*** Given records Section Begins ***

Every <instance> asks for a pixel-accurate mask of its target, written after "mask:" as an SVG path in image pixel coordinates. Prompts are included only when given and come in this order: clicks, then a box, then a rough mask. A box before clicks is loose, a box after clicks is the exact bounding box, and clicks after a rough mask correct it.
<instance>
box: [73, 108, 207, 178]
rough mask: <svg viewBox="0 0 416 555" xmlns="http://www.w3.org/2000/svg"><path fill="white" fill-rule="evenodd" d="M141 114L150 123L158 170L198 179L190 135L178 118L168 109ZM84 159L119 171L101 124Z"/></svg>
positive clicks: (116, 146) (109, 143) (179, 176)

*** Given records Section Ends ***

Exercise description
Could you give the records again, exactly as they appear?

Answer for this exercise
Every <instance> asks for a pixel-accurate mask of its target, written after "mask:" as an SVG path in image pixel coordinates. Prompts are included only when given and come in this order: clicks, then a box, then a rough mask. A box before clicks is loose, a box after clicks is the exact bounding box, and clicks after a rough mask correct it.
<instance>
box: [73, 108, 207, 178]
rough mask: <svg viewBox="0 0 416 555" xmlns="http://www.w3.org/2000/svg"><path fill="white" fill-rule="evenodd" d="M141 114L150 123L158 170L198 179L190 135L178 118L168 109ZM84 159L119 171L101 124Z"/></svg>
positive clicks: (116, 146) (109, 143) (179, 176)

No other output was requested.